[Collected data entries]

= Beginning of Section =

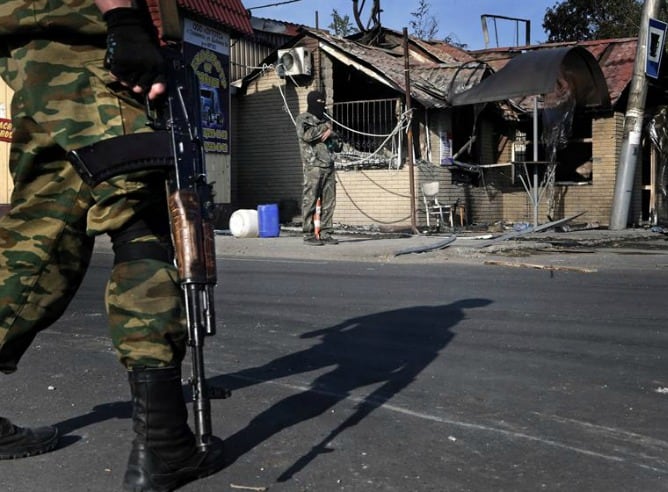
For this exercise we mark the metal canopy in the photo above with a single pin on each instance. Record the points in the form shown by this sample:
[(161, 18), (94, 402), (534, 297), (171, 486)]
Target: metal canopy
[(541, 72)]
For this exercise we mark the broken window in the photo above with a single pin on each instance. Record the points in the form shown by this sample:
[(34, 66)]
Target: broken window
[(372, 132)]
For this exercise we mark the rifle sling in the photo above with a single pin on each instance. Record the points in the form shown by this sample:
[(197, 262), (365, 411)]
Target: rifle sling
[(122, 155)]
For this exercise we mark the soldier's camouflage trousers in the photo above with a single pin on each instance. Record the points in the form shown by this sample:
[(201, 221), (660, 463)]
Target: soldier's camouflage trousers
[(319, 182), (62, 101)]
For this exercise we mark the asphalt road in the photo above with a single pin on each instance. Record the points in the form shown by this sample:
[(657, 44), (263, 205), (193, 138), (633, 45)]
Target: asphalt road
[(383, 376)]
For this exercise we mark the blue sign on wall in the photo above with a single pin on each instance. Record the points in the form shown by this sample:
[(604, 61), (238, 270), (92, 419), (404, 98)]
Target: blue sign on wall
[(656, 40)]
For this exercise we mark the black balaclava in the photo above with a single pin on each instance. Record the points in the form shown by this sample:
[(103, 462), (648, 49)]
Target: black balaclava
[(316, 104)]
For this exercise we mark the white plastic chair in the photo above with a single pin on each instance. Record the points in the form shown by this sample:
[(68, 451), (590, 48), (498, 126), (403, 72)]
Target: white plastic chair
[(433, 208)]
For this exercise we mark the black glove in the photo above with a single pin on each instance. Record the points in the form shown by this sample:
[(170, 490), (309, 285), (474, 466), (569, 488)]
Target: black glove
[(133, 54)]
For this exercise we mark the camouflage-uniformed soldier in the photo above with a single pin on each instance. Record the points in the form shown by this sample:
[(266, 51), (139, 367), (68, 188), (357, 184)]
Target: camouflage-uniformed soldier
[(317, 144), (80, 70)]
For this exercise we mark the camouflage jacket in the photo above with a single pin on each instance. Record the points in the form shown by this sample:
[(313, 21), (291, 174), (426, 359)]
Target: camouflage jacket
[(314, 152), (50, 18)]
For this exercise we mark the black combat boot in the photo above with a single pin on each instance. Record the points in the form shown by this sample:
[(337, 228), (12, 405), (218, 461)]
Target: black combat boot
[(18, 442), (164, 454)]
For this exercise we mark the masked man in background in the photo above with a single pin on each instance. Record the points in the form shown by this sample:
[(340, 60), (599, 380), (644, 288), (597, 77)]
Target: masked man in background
[(317, 144)]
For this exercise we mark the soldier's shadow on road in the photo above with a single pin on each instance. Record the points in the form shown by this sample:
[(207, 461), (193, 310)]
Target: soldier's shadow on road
[(387, 349)]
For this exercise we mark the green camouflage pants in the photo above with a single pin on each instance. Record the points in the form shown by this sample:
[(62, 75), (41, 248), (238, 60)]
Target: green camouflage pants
[(62, 101), (319, 182)]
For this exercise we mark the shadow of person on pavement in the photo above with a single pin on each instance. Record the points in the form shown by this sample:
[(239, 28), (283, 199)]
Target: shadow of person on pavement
[(387, 349)]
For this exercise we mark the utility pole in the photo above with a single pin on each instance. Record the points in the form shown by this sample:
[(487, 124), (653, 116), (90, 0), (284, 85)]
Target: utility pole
[(409, 139), (633, 121)]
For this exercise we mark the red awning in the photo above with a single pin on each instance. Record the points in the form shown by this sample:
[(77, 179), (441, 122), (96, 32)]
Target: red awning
[(229, 13)]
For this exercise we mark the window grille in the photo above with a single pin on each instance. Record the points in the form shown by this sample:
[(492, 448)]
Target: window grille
[(371, 132)]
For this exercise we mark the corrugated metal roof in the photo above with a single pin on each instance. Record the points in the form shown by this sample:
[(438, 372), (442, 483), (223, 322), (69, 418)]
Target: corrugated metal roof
[(433, 71), (229, 13), (616, 58)]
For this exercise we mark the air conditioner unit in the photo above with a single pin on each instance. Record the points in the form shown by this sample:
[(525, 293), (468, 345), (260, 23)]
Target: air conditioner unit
[(294, 61)]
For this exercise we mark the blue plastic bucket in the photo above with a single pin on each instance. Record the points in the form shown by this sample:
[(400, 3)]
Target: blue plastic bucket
[(267, 219)]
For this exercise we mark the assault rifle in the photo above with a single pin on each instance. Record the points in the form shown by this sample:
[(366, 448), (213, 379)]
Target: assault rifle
[(175, 146)]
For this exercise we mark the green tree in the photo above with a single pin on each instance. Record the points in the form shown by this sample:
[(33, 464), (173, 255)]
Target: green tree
[(423, 25), (341, 24), (582, 20)]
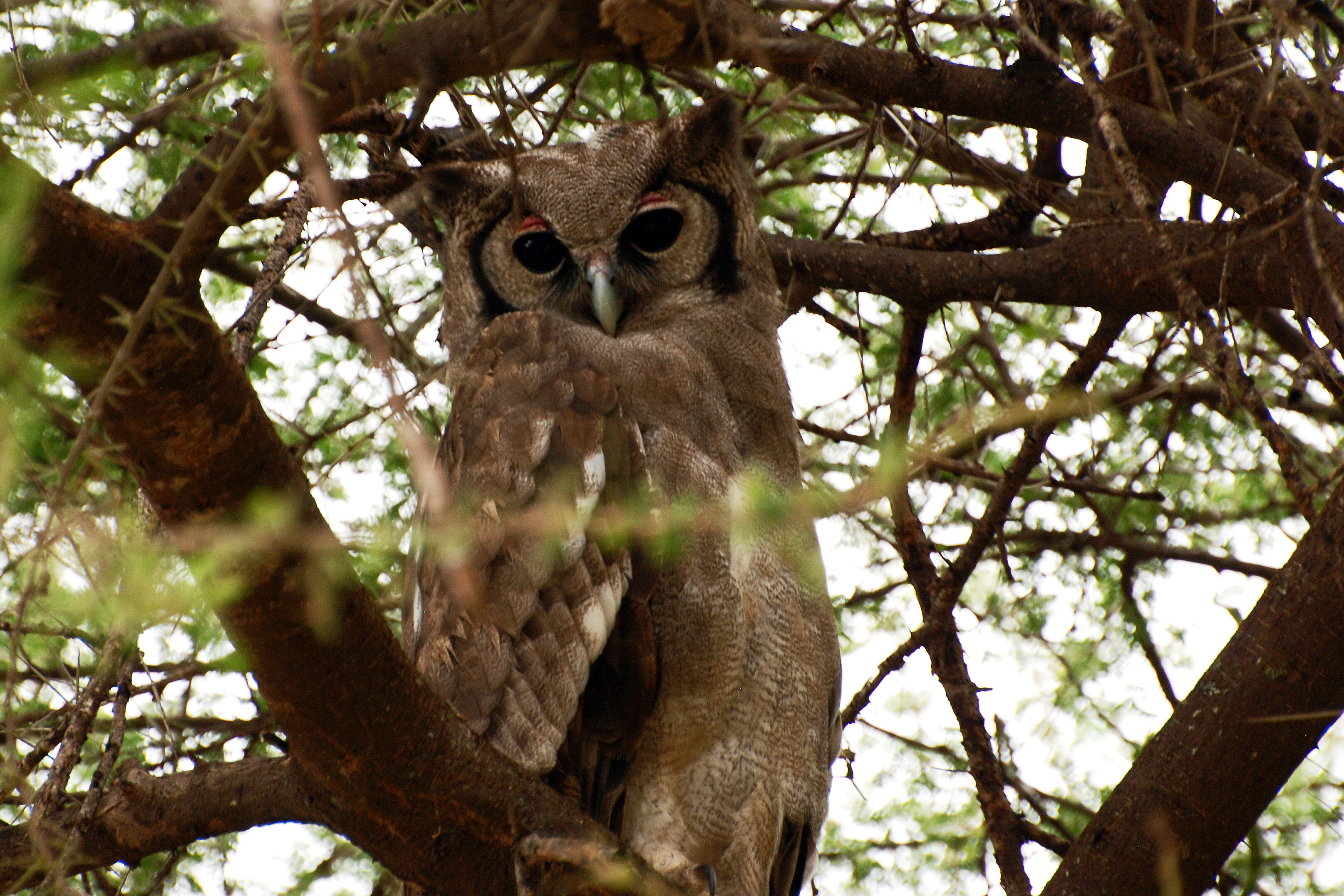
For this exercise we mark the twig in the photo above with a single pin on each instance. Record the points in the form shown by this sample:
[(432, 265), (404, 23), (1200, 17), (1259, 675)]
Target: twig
[(272, 271)]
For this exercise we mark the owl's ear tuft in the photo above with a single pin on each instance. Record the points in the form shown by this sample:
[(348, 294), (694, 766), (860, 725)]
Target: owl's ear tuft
[(455, 184), (710, 131)]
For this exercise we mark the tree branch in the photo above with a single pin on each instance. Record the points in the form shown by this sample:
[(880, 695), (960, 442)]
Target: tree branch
[(1211, 781), (141, 814)]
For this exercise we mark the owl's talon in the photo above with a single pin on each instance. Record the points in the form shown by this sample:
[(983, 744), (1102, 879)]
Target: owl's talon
[(710, 876)]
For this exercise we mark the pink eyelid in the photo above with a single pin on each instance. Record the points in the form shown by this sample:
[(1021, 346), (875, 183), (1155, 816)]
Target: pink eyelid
[(533, 222)]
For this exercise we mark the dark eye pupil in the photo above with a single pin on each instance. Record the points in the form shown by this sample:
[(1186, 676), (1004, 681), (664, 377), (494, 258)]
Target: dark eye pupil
[(539, 252), (655, 230)]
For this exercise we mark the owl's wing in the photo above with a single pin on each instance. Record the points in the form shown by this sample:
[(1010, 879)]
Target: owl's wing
[(507, 618)]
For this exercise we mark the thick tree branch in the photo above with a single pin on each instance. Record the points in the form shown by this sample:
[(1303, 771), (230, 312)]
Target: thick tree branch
[(141, 814), (409, 782), (1218, 762), (1109, 268)]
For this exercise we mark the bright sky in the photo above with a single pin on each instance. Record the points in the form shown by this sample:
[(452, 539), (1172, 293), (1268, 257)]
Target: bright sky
[(1190, 598)]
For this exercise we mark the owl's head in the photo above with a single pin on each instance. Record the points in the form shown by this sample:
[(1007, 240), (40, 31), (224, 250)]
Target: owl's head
[(631, 231)]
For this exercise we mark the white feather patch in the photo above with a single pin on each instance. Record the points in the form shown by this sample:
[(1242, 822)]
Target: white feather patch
[(596, 626)]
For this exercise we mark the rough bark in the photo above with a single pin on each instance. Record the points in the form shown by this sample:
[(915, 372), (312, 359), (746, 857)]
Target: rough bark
[(408, 782), (412, 786), (143, 814), (1234, 741)]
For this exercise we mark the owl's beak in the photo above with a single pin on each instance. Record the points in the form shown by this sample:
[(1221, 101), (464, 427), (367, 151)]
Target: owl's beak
[(607, 304)]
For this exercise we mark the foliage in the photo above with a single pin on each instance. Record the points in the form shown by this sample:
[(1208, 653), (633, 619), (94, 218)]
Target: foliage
[(1099, 586)]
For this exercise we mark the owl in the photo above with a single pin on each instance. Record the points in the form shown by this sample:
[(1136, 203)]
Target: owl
[(611, 313)]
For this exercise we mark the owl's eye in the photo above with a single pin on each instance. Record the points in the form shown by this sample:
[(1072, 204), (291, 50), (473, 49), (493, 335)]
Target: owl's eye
[(655, 230), (539, 252)]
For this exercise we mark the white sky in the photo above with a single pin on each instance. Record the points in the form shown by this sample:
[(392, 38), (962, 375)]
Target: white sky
[(1188, 598)]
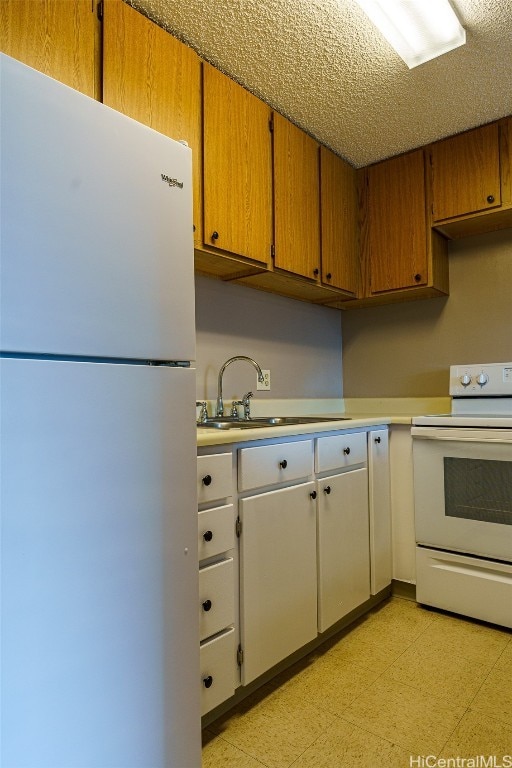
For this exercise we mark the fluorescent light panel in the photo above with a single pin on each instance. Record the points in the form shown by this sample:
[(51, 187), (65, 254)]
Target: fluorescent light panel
[(418, 30)]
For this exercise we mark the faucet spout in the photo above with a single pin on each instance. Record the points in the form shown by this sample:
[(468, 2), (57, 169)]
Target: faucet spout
[(220, 403)]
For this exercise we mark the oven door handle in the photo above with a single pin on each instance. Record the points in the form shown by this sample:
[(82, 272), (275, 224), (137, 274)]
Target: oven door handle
[(463, 434)]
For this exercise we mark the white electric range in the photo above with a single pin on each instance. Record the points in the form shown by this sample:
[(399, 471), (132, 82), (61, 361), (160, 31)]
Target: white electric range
[(463, 496)]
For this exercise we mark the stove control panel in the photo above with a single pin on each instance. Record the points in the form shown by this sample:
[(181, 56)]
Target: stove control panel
[(476, 380)]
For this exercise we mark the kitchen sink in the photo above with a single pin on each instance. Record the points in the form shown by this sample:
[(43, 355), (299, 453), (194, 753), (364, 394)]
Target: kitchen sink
[(231, 422)]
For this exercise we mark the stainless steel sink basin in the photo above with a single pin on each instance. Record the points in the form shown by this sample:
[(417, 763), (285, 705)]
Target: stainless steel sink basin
[(230, 422)]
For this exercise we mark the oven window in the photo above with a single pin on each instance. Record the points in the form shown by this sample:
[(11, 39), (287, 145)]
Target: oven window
[(478, 489)]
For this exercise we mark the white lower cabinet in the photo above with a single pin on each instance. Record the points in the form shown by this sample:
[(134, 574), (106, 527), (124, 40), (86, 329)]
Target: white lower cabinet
[(313, 542), (278, 576), (381, 565), (218, 579), (343, 545), (218, 669)]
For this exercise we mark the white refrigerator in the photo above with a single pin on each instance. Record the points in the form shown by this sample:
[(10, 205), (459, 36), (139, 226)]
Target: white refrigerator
[(99, 634)]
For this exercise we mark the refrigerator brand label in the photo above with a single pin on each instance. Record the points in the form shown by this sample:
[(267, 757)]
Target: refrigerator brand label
[(171, 182)]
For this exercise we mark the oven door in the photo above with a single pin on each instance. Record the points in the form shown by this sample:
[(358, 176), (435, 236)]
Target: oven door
[(463, 490)]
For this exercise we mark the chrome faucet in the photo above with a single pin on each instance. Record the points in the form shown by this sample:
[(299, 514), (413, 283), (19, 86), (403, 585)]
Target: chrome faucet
[(220, 403)]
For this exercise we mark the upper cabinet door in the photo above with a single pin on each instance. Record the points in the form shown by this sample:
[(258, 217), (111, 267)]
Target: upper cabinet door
[(339, 217), (154, 78), (466, 173), (237, 168), (56, 37), (394, 225), (296, 200)]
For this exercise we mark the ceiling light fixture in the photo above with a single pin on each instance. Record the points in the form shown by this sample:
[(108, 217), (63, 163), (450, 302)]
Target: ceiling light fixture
[(418, 30)]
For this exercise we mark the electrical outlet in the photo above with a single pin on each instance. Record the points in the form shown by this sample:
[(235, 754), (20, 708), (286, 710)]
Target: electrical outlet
[(265, 384)]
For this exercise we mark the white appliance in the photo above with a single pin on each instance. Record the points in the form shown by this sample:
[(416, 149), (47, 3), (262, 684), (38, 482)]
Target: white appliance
[(100, 659), (463, 497)]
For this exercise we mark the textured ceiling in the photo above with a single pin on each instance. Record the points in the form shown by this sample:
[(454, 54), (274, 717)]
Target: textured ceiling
[(323, 65)]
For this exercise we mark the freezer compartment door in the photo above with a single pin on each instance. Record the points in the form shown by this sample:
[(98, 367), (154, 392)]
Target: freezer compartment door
[(100, 652), (96, 221)]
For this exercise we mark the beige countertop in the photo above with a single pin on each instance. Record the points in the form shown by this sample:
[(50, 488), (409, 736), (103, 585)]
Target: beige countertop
[(359, 413)]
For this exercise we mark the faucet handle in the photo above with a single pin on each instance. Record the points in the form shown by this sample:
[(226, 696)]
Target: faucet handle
[(203, 415), (246, 402)]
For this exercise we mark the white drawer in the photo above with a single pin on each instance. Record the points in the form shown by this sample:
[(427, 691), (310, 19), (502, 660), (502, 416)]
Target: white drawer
[(214, 477), (216, 597), (218, 670), (270, 464), (340, 451), (215, 531)]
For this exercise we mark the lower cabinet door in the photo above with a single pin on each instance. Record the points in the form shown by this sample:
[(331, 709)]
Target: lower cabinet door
[(343, 545), (219, 670), (216, 597), (278, 576)]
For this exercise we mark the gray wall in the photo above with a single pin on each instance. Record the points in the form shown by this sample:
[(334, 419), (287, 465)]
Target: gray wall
[(405, 350), (300, 343)]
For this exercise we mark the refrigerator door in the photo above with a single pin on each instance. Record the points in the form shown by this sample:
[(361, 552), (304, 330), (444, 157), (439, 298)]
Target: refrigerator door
[(100, 659), (96, 221)]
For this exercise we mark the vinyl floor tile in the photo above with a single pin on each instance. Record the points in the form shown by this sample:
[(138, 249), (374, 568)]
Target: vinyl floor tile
[(405, 716), (446, 675), (330, 684), (276, 729), (478, 735), (218, 753), (401, 683), (345, 745), (495, 695)]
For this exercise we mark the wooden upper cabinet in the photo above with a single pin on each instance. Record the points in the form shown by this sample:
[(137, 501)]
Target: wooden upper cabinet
[(237, 168), (296, 200), (57, 37), (394, 234), (339, 223), (154, 78), (466, 173)]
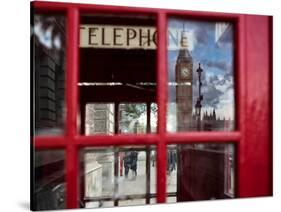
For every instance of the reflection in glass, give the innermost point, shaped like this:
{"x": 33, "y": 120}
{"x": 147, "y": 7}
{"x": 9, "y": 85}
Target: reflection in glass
{"x": 99, "y": 118}
{"x": 117, "y": 67}
{"x": 123, "y": 175}
{"x": 200, "y": 172}
{"x": 200, "y": 63}
{"x": 49, "y": 180}
{"x": 48, "y": 40}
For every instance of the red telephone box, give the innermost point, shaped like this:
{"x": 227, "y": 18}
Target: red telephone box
{"x": 119, "y": 68}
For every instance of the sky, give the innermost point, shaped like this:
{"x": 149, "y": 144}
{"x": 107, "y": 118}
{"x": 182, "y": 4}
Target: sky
{"x": 216, "y": 59}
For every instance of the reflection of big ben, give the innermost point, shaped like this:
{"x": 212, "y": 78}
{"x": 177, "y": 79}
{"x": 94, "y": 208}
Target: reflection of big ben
{"x": 184, "y": 85}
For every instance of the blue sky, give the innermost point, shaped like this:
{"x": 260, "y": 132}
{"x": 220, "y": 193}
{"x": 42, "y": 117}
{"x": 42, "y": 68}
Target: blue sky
{"x": 216, "y": 59}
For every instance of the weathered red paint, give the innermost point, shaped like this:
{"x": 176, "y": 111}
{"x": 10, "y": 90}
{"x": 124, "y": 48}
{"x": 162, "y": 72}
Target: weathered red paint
{"x": 162, "y": 105}
{"x": 72, "y": 58}
{"x": 253, "y": 77}
{"x": 255, "y": 148}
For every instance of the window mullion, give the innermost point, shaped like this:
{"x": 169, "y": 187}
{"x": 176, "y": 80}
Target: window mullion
{"x": 162, "y": 102}
{"x": 72, "y": 167}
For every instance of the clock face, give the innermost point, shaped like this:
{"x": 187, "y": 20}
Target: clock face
{"x": 185, "y": 72}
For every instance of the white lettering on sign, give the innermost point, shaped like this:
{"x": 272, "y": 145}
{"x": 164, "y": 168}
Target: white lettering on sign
{"x": 129, "y": 37}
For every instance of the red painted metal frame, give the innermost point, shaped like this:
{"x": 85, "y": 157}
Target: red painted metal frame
{"x": 253, "y": 138}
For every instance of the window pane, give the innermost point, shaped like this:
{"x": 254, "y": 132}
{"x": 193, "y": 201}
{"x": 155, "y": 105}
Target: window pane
{"x": 200, "y": 172}
{"x": 117, "y": 66}
{"x": 49, "y": 180}
{"x": 123, "y": 175}
{"x": 48, "y": 40}
{"x": 132, "y": 118}
{"x": 99, "y": 118}
{"x": 201, "y": 84}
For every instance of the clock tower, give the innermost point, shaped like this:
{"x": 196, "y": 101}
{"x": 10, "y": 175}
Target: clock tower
{"x": 183, "y": 77}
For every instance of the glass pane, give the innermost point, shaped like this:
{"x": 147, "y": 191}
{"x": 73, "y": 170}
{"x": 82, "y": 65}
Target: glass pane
{"x": 48, "y": 41}
{"x": 201, "y": 84}
{"x": 123, "y": 175}
{"x": 99, "y": 118}
{"x": 49, "y": 180}
{"x": 200, "y": 172}
{"x": 117, "y": 66}
{"x": 132, "y": 118}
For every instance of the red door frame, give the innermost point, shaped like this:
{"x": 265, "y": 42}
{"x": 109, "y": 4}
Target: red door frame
{"x": 253, "y": 66}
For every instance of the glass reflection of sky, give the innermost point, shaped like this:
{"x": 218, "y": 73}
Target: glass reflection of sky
{"x": 216, "y": 58}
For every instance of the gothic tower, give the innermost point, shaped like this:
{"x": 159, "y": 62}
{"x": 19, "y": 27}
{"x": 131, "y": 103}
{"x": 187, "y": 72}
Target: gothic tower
{"x": 183, "y": 75}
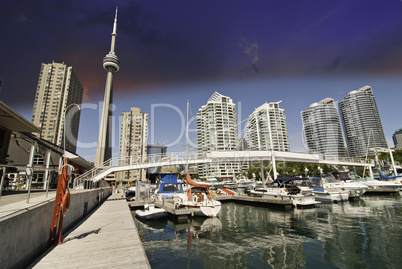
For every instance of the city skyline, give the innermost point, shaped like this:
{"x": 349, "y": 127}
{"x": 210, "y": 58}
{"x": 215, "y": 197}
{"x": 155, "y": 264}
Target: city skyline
{"x": 173, "y": 52}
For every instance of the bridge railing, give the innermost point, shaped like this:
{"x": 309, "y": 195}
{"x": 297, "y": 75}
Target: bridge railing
{"x": 86, "y": 180}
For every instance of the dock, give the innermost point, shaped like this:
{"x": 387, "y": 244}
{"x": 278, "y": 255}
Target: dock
{"x": 285, "y": 203}
{"x": 108, "y": 238}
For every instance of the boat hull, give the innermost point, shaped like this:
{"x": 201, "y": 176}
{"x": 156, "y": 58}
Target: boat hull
{"x": 331, "y": 196}
{"x": 153, "y": 214}
{"x": 204, "y": 211}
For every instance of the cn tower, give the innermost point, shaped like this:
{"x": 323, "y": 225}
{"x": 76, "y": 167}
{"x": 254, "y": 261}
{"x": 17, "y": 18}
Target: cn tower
{"x": 111, "y": 64}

= End of Section =

» What is being asked:
Transcribe the lines above between the line holding "Target: owl's talon" and the line holding "[(1303, 771), (230, 312)]", inclusive, exactly as they stand and with nothing added.

» Written answer:
Target: owl's talon
[(710, 876)]
For this exercise we mark the pink eyelid in the photo above with a single pin on each instance. Record the points in the form shown by this sample:
[(1021, 346), (875, 183), (1155, 816)]
Target: pink eyelid
[(533, 222)]
For this exercise we mark the dark eye pupil in the photo above with a single pin on each instance. Record the points in the form shown by this sample:
[(1186, 676), (1004, 681), (664, 377), (494, 258)]
Target: dark eye pupil
[(539, 252), (655, 230)]
For this exercise we mark the owl's wing in the photo above with a single pin on each instance. Record the points in the form shown by this sample:
[(1010, 879)]
Target: owl's wing
[(507, 618)]
For this exercise we mark the thick tree branch in the photo above with a single pin on each instance. Record the points in the form shown by this sample:
[(1303, 771), (230, 312)]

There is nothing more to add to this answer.